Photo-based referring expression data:
-- Opening Marker --

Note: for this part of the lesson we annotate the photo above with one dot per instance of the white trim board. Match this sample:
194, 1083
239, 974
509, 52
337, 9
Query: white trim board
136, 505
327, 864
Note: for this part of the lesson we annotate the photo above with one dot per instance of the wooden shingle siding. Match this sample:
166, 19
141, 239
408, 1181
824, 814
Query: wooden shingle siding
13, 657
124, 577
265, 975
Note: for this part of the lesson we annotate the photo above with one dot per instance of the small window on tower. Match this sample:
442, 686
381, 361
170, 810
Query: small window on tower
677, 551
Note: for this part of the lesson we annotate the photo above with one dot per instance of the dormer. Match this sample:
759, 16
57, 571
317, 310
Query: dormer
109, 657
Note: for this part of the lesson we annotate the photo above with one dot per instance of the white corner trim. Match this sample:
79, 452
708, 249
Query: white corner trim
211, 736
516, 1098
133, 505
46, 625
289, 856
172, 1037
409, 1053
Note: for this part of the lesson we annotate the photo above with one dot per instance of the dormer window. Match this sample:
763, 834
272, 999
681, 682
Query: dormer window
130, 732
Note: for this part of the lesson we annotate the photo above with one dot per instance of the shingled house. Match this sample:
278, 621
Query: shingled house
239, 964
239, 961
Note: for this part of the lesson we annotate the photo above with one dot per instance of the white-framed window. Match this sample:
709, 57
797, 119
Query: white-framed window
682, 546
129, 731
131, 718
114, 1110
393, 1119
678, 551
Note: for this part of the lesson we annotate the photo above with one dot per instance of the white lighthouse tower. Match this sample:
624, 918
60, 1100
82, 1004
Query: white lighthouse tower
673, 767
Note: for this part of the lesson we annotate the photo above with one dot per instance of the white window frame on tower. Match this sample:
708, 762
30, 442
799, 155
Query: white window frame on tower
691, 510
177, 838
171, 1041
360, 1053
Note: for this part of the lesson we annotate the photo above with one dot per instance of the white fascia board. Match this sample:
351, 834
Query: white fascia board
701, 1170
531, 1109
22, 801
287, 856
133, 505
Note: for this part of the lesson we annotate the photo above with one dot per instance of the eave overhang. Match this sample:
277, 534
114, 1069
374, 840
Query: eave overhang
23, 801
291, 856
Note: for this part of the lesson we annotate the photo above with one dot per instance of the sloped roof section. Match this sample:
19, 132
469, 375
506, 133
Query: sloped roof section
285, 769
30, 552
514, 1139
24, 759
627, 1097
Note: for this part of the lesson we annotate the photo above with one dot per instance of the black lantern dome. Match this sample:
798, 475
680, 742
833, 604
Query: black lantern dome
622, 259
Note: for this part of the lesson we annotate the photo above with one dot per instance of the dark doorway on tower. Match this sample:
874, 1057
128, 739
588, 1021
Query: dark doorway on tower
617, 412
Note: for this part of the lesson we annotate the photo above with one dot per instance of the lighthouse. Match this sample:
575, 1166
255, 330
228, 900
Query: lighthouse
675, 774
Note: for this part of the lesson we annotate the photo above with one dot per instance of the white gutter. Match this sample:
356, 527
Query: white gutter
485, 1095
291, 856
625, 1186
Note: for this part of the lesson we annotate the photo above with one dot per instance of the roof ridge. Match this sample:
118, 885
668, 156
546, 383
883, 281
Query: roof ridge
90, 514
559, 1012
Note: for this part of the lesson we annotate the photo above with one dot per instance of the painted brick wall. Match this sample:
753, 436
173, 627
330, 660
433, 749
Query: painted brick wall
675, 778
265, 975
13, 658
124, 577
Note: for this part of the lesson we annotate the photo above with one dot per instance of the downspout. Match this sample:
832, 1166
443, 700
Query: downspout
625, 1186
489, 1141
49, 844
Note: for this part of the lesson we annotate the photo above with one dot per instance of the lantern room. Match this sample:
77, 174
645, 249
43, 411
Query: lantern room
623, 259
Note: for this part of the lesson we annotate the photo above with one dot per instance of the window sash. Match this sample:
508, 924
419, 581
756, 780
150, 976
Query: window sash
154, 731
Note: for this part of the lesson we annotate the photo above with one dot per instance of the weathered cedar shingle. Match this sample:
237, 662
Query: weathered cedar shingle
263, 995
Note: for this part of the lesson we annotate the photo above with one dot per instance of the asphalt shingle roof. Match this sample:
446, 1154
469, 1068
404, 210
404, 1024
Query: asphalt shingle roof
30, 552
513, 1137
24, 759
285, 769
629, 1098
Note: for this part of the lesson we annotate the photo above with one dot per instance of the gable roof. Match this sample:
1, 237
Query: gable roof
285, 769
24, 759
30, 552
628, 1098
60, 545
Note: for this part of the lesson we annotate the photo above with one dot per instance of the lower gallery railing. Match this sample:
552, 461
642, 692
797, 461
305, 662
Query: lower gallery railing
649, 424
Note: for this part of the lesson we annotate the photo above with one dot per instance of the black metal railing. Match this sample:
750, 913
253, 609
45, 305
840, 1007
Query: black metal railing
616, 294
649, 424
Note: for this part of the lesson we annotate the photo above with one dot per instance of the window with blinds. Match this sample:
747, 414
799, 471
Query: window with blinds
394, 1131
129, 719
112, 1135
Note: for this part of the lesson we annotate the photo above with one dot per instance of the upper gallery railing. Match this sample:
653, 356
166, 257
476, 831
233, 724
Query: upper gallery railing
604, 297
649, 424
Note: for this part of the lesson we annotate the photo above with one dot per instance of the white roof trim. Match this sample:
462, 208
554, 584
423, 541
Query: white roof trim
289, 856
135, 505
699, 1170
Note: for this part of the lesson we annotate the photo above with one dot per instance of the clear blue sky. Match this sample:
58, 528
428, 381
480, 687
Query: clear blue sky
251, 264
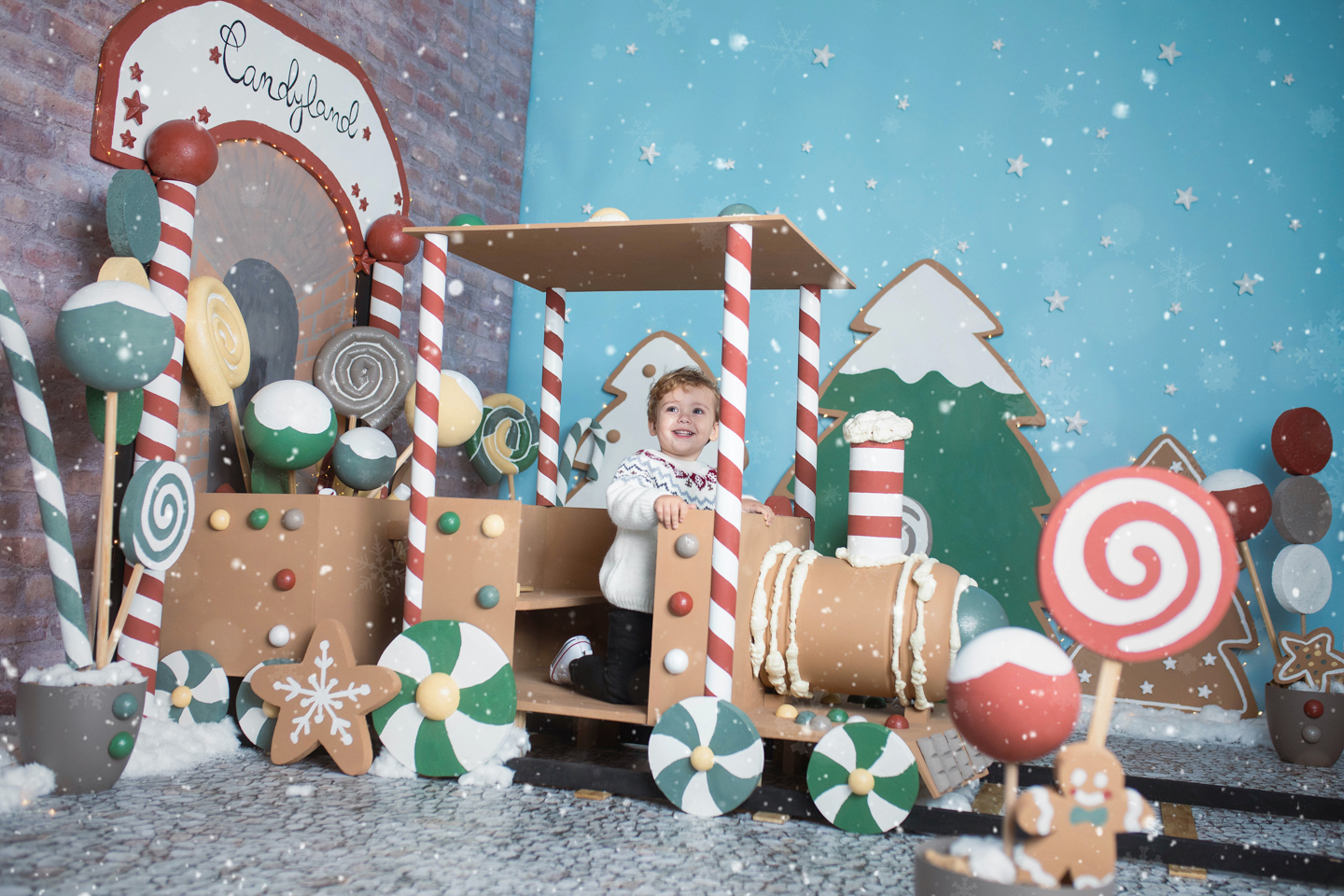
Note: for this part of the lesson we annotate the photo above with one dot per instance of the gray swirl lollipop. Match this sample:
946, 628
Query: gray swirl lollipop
366, 372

-- Closing Marker --

What is needed is an exact copy of all the data, with no images in it.

**Your response**
Note: for this part of the lesson we annotate the photo above with one dot per instance of the white trim board. Match this sample:
194, 1083
239, 974
509, 52
337, 9
Query: white trim board
136, 505
327, 864
Note: for this part of the lesson we annotate the photo above with one dot per instance of the wooden shingle siding. Match this sample:
166, 19
141, 239
408, 1181
824, 814
Query: wooden shingle siding
13, 657
124, 577
265, 975
Note: for this part of the lesson we annotate the photo above with one dot per instance of the small window on tower. Match this sample:
442, 686
381, 361
170, 810
Query: small window on tower
677, 551
Note: for this part of the lesson we annotate the photo above with one dot per instance of the dormer. Match this sample:
759, 16
57, 571
317, 310
Query: dormer
109, 657
Note: for this part of the lesson we annotate the photo above with one dot per instance of the white corner trim. Match this sample:
79, 452
708, 249
Query: white corner trim
211, 736
516, 1098
133, 505
46, 625
289, 856
172, 1037
409, 1053
Note: for this part of the lesson we annotate the photo above with one dot per instance of the dormer window. Match this sample:
763, 834
272, 999
681, 682
Query: dormer window
130, 732
Note: for this part of the lesson we annotate the photo above with one dot per instance of the shingled house. Match this sample:
278, 621
Query: shingled house
239, 964
239, 961
Note: for this part of the lesson we annotate the photo above with one dot per instance of the white-framed window. Match this sample:
709, 57
797, 119
Query: white-framed window
682, 546
129, 731
131, 718
114, 1110
393, 1119
678, 551
Note: for this part of the lesson we annotate the photo above with one dot per instance of the white lighthouse tower. Match this sample:
624, 918
60, 1100
82, 1004
Query: white lighthouse tower
673, 767
Note: for this part of the lesson we annotate the photo above with one dot per instance of the white window frame on tower. Match this sample:
708, 762
30, 442
799, 155
Query: white window frame on tower
691, 510
177, 838
171, 1041
360, 1053
Note: for this part of the lesson we annotate the photo above with one dot per instance of the white fascia board. Match this sample:
351, 834
Query: white fascia board
701, 1170
531, 1109
22, 801
287, 856
133, 505
Note: for this part of the lesson we annotate the photo above with one dot per instance of the eave overhang. Match this sample:
277, 534
114, 1069
374, 840
Query: eave overhang
23, 801
291, 856
Note: for this part of the lesson we annotate the photo above with one dot per instance of the sloped roof section. Match this sample:
19, 132
469, 375
506, 133
Query: sloped roof section
285, 769
30, 552
514, 1139
24, 759
627, 1097
Note: for this part of the lesson we annotate the photo above with one dot per instance of the black lantern dome. Match this sample:
798, 475
680, 742
833, 604
Query: black lantern dome
622, 259
Note: for this part of the lesson we annotate the photo above with one dot per instance of the dark doorway on tower. Match this sample:
874, 1057
128, 739
588, 1021
Query: dark doorway on tower
617, 412
Note: for this part of the lesson we annotate the photo above with one dot per instance of the lighthouse. Match this sample:
575, 1166
255, 330
228, 900
Query: lighthouse
675, 774
Note: for this part of the lesson we annotate the photo above with one dot per instance of the white gutter. Match this sample:
356, 527
Query: white gutter
485, 1095
291, 856
625, 1186
Note: for this part of the lesson we annotate the photo above with one dot per instance of the roof ridge. Match this sample:
118, 885
668, 156
546, 383
883, 281
Query: roof ridge
90, 514
559, 1012
Note: for this part of the lesson we annotate the photo above with one dot per instance of the painted brick wall. Match this sample:
753, 436
173, 627
330, 660
433, 749
Query: painted brick wall
675, 778
265, 975
13, 658
124, 577
Note: for this part of the lesson we annotate the photo above with one dot per instance of the downspout. Match this sample:
832, 1166
443, 700
Query: downspout
625, 1186
489, 1141
49, 844
Note: for this part of the lesson we annotate the photo above with one dot per instance of the lantern room. Match this sample:
77, 174
645, 249
43, 411
Query: lantern room
623, 259
Note: for this part of the lesson we annotate the photo above with one dot per instance of the window sash. Match this sample:
508, 924
419, 581
756, 780
150, 976
Query: window sash
154, 731
Note: for this part of the lesson we annotate the photo above with one dot per instance of the weathered cedar shingle. Match this sample:
237, 662
Query: weathered cedar shingle
263, 995
Note: for this part of the lesson we annotate the photo above with one dot per instance of the asphalt shingle roof. Match this sample:
446, 1154
469, 1068
404, 210
404, 1024
Query: asphalt shingle roof
30, 552
513, 1137
24, 759
285, 769
629, 1098
Note: for this part of the lesson we annotate the photo above with one dot per instance of the gable roof. Match this sample:
1, 237
Query: gable roof
285, 769
24, 759
30, 552
628, 1098
60, 545
Note: for this part of the lesson we annotate the photo above with one dot per instance of the lower gallery railing. Match this sample:
552, 461
642, 692
797, 461
305, 662
Query: lower gallery railing
649, 424
Note: for this part of the lesson we annotate the photo above with one dot per instance of the black metal railing. Match this sample:
750, 913
253, 609
45, 305
840, 1007
Query: black metal railing
616, 294
649, 424
Note: for this part of the lesson we annotate the photo above with one dot per instance of the window with blinds. Match this sample:
747, 414
799, 471
Query: window with blinds
394, 1131
129, 719
112, 1135
Note: for this part of the lesson we annotate the photo above with one dot per instance of the upper gallery railing. Match this sample:
653, 356
166, 257
476, 831
233, 724
Query: upper gallery railing
604, 297
649, 424
Note: for this part of the lesson we annotate the photo above with one dot per instance of the white roof trim. Match this sample:
462, 208
554, 584
423, 541
Query: white roof trim
289, 856
135, 505
699, 1170
Note: for this part of the lesson we annotate the photo above with one dot per instance of the clear blue sky. Match this sample:
58, 528
428, 381
480, 687
Query: clear blue sky
251, 264
Note: for this part of the lesson we annotate the photo above with one dot per instance of the gray swirl lollipop. Match this sample:
946, 628
Query: gray swirl lollipop
366, 372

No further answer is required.